* STATED TASK: Pull out every line of the material below that contains the word "dark". Case counts.

* EXTRACTED ENTRIES:
^^^^
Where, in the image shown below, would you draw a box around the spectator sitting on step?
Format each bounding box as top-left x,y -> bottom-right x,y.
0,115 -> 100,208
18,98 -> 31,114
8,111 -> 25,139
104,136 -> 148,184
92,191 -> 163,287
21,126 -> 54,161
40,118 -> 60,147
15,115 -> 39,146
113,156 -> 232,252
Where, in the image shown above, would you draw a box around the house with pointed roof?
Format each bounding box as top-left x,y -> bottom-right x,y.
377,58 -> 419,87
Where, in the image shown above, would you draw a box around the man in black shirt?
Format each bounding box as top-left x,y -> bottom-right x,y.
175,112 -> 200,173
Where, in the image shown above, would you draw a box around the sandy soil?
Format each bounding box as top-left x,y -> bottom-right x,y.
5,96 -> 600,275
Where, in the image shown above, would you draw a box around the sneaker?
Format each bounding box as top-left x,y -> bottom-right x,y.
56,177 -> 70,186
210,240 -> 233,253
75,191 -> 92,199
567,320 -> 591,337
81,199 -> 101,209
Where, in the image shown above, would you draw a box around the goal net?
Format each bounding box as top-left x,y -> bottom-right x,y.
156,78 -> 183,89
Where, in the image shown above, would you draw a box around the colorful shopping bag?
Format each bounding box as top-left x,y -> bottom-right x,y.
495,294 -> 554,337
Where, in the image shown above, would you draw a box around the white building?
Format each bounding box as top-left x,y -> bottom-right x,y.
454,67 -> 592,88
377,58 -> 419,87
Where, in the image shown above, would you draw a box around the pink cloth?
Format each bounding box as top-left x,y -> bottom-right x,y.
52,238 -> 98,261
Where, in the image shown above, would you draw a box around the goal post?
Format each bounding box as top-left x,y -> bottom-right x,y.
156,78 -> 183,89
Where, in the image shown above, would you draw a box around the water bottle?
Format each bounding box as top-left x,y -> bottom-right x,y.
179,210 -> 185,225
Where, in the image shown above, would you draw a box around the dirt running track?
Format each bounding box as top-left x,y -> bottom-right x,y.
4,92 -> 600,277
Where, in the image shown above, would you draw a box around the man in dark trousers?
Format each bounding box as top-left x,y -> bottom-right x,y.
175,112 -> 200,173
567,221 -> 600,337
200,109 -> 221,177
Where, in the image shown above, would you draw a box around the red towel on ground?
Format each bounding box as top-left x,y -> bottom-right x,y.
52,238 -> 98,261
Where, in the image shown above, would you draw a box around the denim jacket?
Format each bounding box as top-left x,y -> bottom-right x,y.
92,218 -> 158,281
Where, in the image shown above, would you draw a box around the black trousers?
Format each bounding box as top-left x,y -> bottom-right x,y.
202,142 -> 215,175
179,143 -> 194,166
^^^^
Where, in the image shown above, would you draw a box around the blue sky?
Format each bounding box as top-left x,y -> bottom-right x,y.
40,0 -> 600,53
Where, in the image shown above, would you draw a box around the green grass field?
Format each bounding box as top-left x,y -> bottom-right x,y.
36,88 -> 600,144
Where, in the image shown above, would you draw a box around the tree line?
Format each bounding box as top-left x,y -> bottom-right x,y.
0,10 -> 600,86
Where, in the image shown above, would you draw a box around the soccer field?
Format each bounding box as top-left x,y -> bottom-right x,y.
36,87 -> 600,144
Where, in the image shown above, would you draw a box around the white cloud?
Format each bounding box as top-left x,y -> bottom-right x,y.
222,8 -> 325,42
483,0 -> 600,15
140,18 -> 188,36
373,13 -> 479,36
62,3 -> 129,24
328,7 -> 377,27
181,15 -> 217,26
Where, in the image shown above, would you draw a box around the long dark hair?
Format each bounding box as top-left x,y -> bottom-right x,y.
^^^^
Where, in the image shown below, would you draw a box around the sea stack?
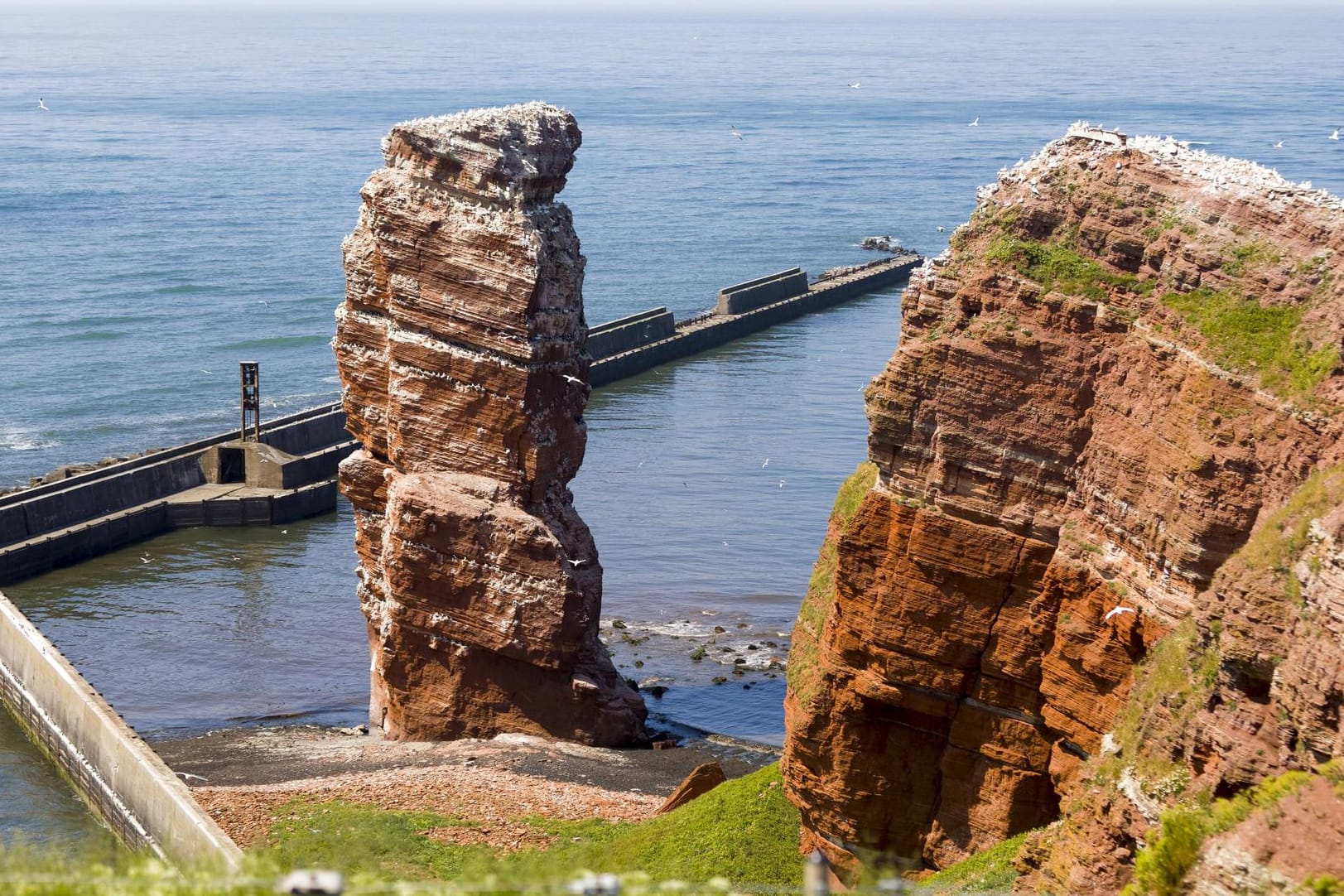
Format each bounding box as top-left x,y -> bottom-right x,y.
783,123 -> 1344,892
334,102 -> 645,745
^^^^
* THE OUTPUT:
Where, in the image shown above, would you draw a box around the man in dark trousers?
Where, in the image shown above, would you draw a box around the long dark hair?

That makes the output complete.